# Consigne de travail
Prolongez l'article sur l'impact de l'IA pour la fonction finance en reprenant juste après sa dernière phrase.

# Extrait à lire
--------------------

Quel est l’impact de l’IA pour la fonction finance ?

Qu'est ce que l'IA ?

L’intelligence artificielle bouleverse peu à peu tous les métiers de l’entreprise, et la fonction finance n’y échappe pas. Automatisation des tâches à faible valeur ajoutée, détection de fraudes, prévisions financières, évaluation des risques : les cas d’usage se multiplient, portés par l’essor de l’analyse prédictive et l’émergence de l’IA générative.

Mais au-delà des promesses technologiques, une question centrale se pose : comment intégrer l’IA de manière pertinente et sécurisée dans les processus financiers ? Et surtout, à quelles conditions cette intégration peut-elle vraiment améliorer la performance des équipes et la fiabilité des décisions ?

Dans cet article, nous explorons les apports concrets de l’IA en finance d’entreprise, ses limites actuelles, et les bonnes pratiques pour réussir son adoption, en nous appuyant notamment sur l’éclairage d’Éloi Mehr, spécialiste de l’intelligence artificielle.

L’IA va-t-elle améliorer le quotidien et les performances des services financiers en entreprise ?

L’IA peut incontestablement améliorer le quotidien et les performances des services financiers, à condition d’être bien utilisée. Si l’IA générative reste encore peu fiable pour des analyses complexes de documents comptables ou financiers, elle peut déjà soulager les équipes en automatisant certaines tâches répétitives, comme la mise à jour de rapports existants.

En revanche, l’analyse prédictive est aujourd’hui pleinement opérationnelle. Elle permet de détecter les fraudes, d’évaluer les risques clients, de modéliser la trésorerie ou encore d’anticiper les comportements d’achat.

--------------------

[Entrées de données enregistrées]

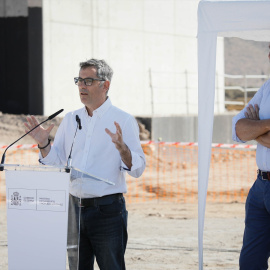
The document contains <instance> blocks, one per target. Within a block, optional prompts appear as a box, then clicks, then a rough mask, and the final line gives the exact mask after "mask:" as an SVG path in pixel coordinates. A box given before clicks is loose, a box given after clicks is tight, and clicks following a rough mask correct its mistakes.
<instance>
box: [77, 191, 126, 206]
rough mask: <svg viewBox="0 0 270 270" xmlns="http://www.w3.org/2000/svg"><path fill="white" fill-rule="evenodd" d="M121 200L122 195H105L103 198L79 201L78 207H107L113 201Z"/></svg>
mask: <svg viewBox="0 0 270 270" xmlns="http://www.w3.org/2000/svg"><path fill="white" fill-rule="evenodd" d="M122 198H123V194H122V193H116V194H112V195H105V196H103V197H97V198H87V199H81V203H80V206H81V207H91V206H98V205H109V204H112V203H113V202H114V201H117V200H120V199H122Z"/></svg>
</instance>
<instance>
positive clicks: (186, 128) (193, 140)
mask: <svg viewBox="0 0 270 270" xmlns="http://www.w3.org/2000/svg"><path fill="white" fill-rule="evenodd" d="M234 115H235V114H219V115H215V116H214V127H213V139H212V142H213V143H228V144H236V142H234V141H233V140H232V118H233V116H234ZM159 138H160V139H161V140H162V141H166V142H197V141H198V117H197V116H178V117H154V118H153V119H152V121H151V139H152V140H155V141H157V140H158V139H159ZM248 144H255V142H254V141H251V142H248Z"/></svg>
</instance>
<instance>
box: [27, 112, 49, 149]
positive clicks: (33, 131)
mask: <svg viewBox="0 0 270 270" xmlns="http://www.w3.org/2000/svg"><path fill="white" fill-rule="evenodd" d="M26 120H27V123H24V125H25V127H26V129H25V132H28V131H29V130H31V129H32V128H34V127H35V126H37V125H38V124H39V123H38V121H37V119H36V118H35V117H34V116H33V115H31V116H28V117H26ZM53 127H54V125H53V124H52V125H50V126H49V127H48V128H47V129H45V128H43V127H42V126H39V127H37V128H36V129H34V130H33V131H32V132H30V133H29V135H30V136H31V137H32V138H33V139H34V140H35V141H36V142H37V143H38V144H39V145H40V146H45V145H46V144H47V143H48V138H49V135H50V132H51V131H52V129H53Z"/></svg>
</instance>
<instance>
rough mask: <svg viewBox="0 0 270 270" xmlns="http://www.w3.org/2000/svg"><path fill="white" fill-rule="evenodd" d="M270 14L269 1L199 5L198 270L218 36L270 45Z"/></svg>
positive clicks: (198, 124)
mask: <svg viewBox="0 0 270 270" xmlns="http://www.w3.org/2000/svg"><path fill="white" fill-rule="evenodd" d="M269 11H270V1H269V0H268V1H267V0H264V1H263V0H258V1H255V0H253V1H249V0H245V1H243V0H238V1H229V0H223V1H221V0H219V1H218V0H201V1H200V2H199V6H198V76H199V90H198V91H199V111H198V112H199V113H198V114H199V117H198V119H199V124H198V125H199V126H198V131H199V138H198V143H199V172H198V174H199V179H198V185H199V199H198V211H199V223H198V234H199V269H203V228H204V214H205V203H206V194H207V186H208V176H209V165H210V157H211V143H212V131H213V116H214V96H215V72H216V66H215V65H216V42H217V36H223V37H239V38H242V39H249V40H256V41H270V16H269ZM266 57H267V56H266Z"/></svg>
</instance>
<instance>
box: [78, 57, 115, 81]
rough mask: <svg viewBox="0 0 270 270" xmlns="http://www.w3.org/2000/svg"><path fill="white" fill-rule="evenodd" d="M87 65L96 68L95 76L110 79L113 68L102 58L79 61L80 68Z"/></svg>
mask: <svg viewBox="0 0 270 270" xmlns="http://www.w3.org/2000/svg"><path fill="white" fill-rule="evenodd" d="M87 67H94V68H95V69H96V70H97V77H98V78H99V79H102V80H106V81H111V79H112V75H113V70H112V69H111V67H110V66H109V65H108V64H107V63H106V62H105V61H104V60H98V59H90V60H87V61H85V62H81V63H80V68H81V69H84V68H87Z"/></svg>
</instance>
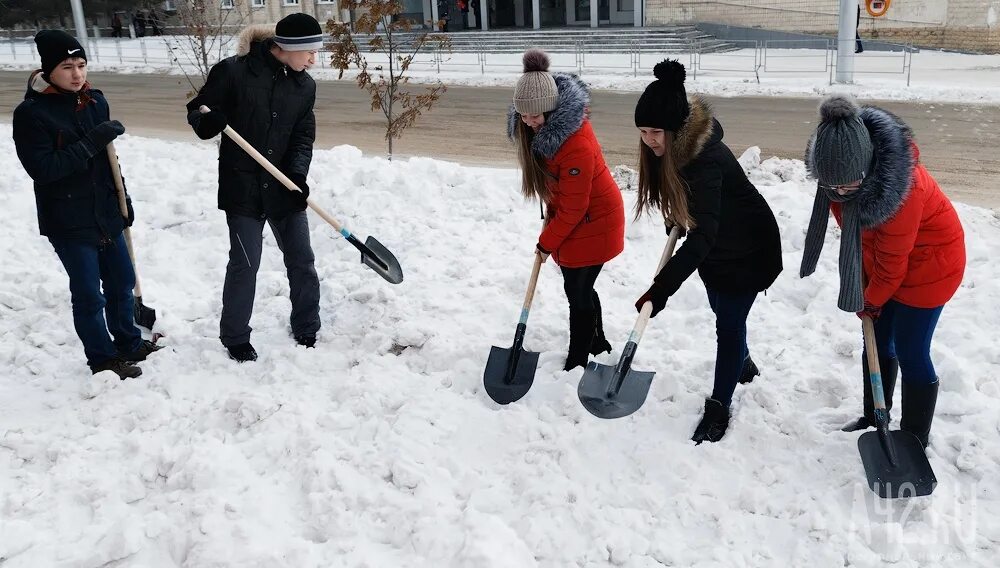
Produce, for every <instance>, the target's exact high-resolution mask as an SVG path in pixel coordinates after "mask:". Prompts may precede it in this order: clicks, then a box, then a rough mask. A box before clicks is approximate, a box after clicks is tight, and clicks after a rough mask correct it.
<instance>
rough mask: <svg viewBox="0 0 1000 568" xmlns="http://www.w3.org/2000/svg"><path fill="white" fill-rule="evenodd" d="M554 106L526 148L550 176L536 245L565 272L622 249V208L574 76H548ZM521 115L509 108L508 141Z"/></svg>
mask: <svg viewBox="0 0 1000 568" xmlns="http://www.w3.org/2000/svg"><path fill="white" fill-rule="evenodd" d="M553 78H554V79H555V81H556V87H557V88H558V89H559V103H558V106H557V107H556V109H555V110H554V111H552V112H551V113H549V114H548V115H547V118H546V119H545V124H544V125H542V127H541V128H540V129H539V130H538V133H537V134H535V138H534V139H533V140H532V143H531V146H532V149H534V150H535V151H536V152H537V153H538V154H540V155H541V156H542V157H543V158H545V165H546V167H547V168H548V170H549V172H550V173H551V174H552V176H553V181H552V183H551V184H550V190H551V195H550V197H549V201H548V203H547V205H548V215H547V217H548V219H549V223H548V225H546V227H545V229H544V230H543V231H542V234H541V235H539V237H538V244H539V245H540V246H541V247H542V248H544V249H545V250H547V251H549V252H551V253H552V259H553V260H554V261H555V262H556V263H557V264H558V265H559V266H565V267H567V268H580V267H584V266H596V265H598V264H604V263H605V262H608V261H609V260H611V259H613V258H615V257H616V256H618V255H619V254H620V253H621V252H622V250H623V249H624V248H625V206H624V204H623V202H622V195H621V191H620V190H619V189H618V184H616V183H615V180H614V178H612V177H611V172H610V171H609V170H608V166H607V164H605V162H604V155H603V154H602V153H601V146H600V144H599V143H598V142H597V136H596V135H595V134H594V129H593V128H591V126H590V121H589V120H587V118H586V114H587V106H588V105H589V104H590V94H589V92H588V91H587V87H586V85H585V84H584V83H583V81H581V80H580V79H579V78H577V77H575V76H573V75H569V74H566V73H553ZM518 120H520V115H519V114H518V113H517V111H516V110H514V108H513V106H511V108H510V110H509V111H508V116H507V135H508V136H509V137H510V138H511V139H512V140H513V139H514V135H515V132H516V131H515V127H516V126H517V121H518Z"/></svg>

--------------------

# Résultat de l'exercice
Pour tirer le meilleur de ces technologies, il est essentiel de commencer par une démarche Lean rigoureuse : comprendre les processus via le Gemba, structurer les données, identifier les causes d’erreurs avec des outils comme le DMAIC ou les Poka-Yoke. L’IA n’est pas une baguette magique, mais un levier puissant à activer après avoir fiabilisé l’existant.

L’interview d’Eloi Mehr, spécialiste en intelligence artificielle

Éloi Mehr, Docteur en mathématiques appliquées, spécialiste en intelligence artificielle, nous parle des applications de l’IA pour la fonction finance.

Quelles applications voyez-vous de l’IA générative dans la fonction finance ?

Concernant les thématiques d’investissement, par exemple, l’analyse de rapports d’entreprises, l’IA ne s’avère pour le moment pas très performante. Il existe bien sûr déjà des extractions de chiffres des bilans et comptes de résultat provenant de documents au format PDF. Mais, pour aller plus loin, dans l’analyse des annexes dans lesquelles se cachent beaucoup de détails importants sur les manières de comptabiliser les choses, l’IA générative se tromperait complètement dans sa synthèse. Ça nécessite des capacités de raisonnement très poussées. En effet, il y a dans ces rapports trop de détails demandant de faire des liens avec des normes et avec un contexte historique et macro-économique qui ne sont pas explicités dans le document. Concernant les thématiques relevant d’un département financier, l’IA générative pourrait cependant servir à écrire des parties qui ne sont que des réactualisations de rapports précédents, car on saurait alors la contraindre par ce contexte existant.

En revanche, sur les processus d’entreprise, l’IA peut s’avérer très puissante et avoir un impact sur toutes les organisations, dans toutes les entreprises. Design, code informatique, problématiques légales, réponses utilisateurs, marketing, documentation, veille stratégique, et j’en passe. Un large panel de possibilités est ouvert et les applications de l’IA vont aller en augmentant. Comme elle a beaucoup d’applications, cela va affecter autant les clients que les fournisseurs, par exemple, les entreprises confrontées à un grand nombre de demandes utilisateurs (Auchan) hors problèmes particuliers que l’IA n’a jamais vu.

L’IA générative peut s’avérer très intéressante pour l’analyse de données spécifiques, mais la sécurité et la confidentialité des données posent un frein sérieux à son utilisation.

Quelle importance donneriez-vous à l’analyse prédictive dans les processus financiers ?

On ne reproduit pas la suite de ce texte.